SELECTED EXCERPT
===============

Several years ago I was doing a preflight when I noticed to my dismay that some wasps were hovering about the tail of my aircraft. This went on for a couple weeks, making my preflights more than a little interesting. But eventually they flew off in search of "greener pastures", and I quickly dismissed it from my mind. Not long ago when I removed the rudder fairing this is what I saw! I can only imagine what would happen in flight when they tried to exit the tail at 115 knots. No wonder they moved on!!!
A Change of Heart
The heart of an airplane is the engine… This is what carries you over 150 foot tall jungle trees, and returns us to Georgetown in time for supper. In these pictures we're removing the old engine and putting on the new one. It's amazing how much work goes into replacing an aircraft engine. It took us nearly three weeks to get the old engine safely removed, and the new one hooked back up. In Ezekiel 36:26, God has promised to remove the old heart from us and install a new one. Fortunately for us, the new heart doesn't cost $26,200 and require three weeks of work!

===============

(Dataset excerpt)
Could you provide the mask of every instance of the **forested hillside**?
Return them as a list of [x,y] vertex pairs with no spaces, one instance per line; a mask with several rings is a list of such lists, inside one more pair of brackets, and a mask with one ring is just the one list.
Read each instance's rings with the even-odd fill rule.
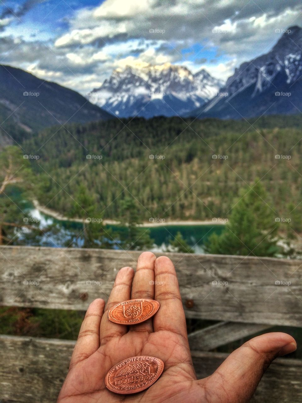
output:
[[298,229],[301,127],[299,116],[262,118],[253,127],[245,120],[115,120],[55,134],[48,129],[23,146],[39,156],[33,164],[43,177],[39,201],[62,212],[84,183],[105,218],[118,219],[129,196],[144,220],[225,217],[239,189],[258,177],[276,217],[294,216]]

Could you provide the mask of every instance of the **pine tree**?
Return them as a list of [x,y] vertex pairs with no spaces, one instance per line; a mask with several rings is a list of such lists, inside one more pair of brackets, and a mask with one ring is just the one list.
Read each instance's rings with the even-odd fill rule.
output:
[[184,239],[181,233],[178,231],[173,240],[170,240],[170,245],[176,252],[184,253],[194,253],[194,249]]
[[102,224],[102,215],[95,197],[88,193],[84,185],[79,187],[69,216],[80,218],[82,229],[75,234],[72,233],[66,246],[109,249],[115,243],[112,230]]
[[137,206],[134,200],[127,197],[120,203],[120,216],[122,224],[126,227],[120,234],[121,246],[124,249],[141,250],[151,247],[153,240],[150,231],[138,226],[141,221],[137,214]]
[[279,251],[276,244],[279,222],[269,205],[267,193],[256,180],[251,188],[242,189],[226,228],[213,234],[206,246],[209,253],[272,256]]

===============

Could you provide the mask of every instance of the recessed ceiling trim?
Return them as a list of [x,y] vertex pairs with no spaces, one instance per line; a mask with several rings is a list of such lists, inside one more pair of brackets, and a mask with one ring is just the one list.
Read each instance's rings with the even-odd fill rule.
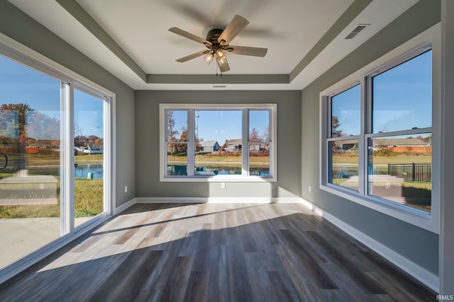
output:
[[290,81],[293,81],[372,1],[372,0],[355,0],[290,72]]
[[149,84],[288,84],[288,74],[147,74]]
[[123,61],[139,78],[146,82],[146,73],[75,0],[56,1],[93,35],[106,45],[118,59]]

===============

GIVEN TASK A
Answer these questions from the aircraft maintenance post:
(i) At what speed does the post say the wasps would have tried to exit the tail?
(ii) How long did it take to remove the old engine and hook up the new one?
(iii) Which Bible verse is cited about getting a new heart?
GIVEN TASK B
Pick up the aircraft maintenance post after its final sentence and continue it.
The records aren't needed for anything here.

OUTPUT A
(i) 115 knots
(ii) Nearly three weeks
(iii) Ezekiel 36:26

OUTPUT B
The irony in mission aviation is that "down time", is rarely "down time". Many times when the airplane isn't flying, these end up being some of our busiest times. As we've been waiting for the engine to come, and for it to clear customs, we've been steadily working the airplane to repair the "squawks". We've also been fortunate to have friendly help from time to time. In the hanger next to where we work, there is a maintenance training school, and frequently their students come over and hang out with us. While Todd Anderson is performing the critical maintenance work, these students are helping in other ways. In the picture below we're reinstalling the wing flaps after they were freshly repainted. I'm discussing the best way for them to get their fingers into the tight spaces, in between the flaps, in order to reconnect the bolts.
Bicycling to Bible Studies
Praise God, our branch sabbath school outreach is growing! We have about 10 active bible studies that we're involved with, and already two persons have been baptized and are actively participating in church. This last Sunday the weather was fantastic, so Derek Lindie and I rode on bicycles to two bible studies in the poor neighbourhood of Sophia. God is opening many doors of opportunity (almost too many!). At every location we find scores of people interested in studying the bible, but ironically we're having more difficulty finding church members willing to go out and give the bible studies. Please pray for our little evangelistic group that we would continue to move forward in faith, and that God would send out more workers into His harvest.
Prayer & Praise
PRAISE: The airplane engine and engine mount are on the airplane!
REQUEST: Please pray as we begin the break-in process on the new engine. This is one of the most critical phases of an engine's life, and we ask that you would pray for a special hedge of protection about us as we fire up this new engine.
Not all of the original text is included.